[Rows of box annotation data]
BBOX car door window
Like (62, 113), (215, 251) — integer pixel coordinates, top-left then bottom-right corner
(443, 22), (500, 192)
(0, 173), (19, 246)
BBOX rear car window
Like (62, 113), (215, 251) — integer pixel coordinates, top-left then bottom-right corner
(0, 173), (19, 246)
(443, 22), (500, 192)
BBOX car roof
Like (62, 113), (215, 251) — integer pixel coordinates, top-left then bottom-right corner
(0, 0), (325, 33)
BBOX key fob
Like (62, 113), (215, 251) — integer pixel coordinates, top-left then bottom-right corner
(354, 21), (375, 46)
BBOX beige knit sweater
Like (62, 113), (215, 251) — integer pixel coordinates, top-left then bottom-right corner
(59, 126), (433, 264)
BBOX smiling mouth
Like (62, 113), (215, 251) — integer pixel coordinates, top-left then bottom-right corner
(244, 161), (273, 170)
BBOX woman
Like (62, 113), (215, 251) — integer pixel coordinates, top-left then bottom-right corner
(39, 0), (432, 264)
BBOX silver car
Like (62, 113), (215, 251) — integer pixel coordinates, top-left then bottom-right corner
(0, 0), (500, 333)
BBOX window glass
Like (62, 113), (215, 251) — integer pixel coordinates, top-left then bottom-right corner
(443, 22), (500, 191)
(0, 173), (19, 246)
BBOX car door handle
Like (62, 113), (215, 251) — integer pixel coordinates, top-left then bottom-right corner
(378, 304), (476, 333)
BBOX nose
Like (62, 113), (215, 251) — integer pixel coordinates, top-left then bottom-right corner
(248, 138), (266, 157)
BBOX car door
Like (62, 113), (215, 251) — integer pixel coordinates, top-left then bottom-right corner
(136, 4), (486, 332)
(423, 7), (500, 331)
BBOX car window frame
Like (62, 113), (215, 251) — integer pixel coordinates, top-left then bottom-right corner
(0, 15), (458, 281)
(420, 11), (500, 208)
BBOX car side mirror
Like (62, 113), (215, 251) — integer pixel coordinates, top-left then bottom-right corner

• [Aim]: Edit the listing so that "silver car" reads "gray car" everywhere, and leave every other line as it is.

• [Answer for this exercise]:
BBOX car door window
Like (62, 113), (215, 251) — integer pixel coordinates, top-left then bottom-right corner
(443, 22), (500, 192)
(0, 173), (19, 246)
BBOX rear car window
Like (62, 113), (215, 251) — integer pixel coordinates, top-left then bottom-right corner
(0, 173), (19, 246)
(443, 22), (500, 192)
BBOX car roof
Like (62, 113), (215, 251) — integer pixel coordinates, top-left then bottom-right corner
(0, 0), (325, 33)
BBOX key fob
Like (62, 113), (215, 251) — integer pixel coordinates, top-left then bottom-right corner
(354, 21), (375, 46)
BBOX beige knit sweater
Like (62, 113), (215, 251) — integer pixel coordinates, top-left then bottom-right corner
(59, 126), (433, 264)
BBOX smiling mouth
Like (62, 113), (215, 251) — integer pixel coordinates, top-left then bottom-right corner
(244, 161), (273, 170)
BBOX woman
Like (62, 113), (215, 251) — integer pixel coordinates, top-left then bottom-right corner
(39, 0), (432, 264)
BBOX gray car
Like (62, 113), (215, 251) — integer pixel coordinates, top-left then bottom-right corner
(0, 0), (500, 333)
BBOX window glass
Like (62, 113), (215, 251) — integer pixel coordinates, top-left then bottom-right corner
(443, 22), (500, 191)
(0, 173), (19, 246)
BBOX car door handle
Like (62, 113), (215, 251) — integer pixel coordinates, top-left then bottom-right corner
(378, 304), (476, 333)
BBOX nose
Like (62, 113), (215, 251) — integer pixel coordinates, top-left then bottom-right corner
(248, 138), (266, 157)
BBOX car door
Like (62, 113), (215, 251) — integer pixel coordinates, top-left then bottom-right corner
(136, 4), (486, 332)
(423, 7), (500, 331)
BBOX car window frame
Like (62, 113), (215, 251) — integer pixel coordinates, top-left then bottom-right corner
(0, 15), (458, 281)
(420, 11), (500, 208)
BBOX car side mirror
Like (62, 113), (215, 251) — integer pixel coordinates, top-left then bottom-right corner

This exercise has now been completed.